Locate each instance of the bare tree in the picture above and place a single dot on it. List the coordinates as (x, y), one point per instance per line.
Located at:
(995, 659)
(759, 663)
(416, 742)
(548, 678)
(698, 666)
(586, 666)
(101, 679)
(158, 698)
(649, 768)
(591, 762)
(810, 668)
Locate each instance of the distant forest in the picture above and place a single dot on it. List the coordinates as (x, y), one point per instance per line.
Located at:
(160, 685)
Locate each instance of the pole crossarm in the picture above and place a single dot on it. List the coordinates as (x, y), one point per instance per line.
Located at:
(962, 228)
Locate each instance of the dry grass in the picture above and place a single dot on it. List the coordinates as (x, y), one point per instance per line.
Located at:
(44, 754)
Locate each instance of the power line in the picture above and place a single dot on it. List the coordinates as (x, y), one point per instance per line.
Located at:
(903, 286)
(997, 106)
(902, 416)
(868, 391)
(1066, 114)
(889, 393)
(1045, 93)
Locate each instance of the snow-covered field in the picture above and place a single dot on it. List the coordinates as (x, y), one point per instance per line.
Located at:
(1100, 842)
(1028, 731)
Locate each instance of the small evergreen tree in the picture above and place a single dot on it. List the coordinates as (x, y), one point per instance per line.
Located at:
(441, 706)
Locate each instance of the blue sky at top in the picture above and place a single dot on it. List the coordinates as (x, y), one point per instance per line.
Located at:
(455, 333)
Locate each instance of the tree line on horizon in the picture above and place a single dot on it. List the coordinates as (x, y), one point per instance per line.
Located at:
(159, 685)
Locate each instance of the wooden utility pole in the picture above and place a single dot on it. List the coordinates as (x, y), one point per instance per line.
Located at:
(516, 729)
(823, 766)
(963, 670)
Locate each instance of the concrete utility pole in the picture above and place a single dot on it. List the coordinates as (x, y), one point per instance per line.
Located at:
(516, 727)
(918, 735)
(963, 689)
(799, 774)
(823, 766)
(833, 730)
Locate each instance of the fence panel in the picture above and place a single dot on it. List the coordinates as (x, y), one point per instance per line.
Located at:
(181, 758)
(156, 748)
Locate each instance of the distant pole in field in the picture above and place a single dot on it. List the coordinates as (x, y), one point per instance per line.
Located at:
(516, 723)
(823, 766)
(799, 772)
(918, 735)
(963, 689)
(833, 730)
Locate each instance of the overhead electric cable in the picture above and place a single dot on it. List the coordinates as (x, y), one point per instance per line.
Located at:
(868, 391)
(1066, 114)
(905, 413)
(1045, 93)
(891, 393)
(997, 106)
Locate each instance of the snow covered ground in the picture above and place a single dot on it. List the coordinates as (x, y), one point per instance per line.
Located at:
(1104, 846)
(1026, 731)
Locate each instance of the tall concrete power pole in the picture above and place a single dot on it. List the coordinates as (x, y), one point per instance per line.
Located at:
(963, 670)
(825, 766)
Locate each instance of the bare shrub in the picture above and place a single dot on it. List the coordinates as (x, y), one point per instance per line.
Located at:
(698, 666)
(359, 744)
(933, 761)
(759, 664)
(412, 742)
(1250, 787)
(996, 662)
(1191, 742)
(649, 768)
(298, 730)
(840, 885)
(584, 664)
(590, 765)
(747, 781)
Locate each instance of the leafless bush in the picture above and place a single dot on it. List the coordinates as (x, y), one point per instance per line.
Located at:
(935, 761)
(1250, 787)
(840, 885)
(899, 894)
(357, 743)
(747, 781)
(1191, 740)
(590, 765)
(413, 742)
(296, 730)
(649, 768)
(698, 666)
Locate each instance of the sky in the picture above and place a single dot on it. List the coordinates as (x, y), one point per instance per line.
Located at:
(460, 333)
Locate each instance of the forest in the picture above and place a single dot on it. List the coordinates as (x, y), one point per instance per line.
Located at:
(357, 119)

-- TASK DETAILS --
Every line from the one containing "Locate each instance of the forest" through the last line of the entries must be written out verbatim, and no other line.

-- RESULT FOR THIS TASK --
Locate each instance of the forest in the picture above and place a single dot on it. List the coordinates as (x, y), one point per instance per line.
Located at:
(357, 119)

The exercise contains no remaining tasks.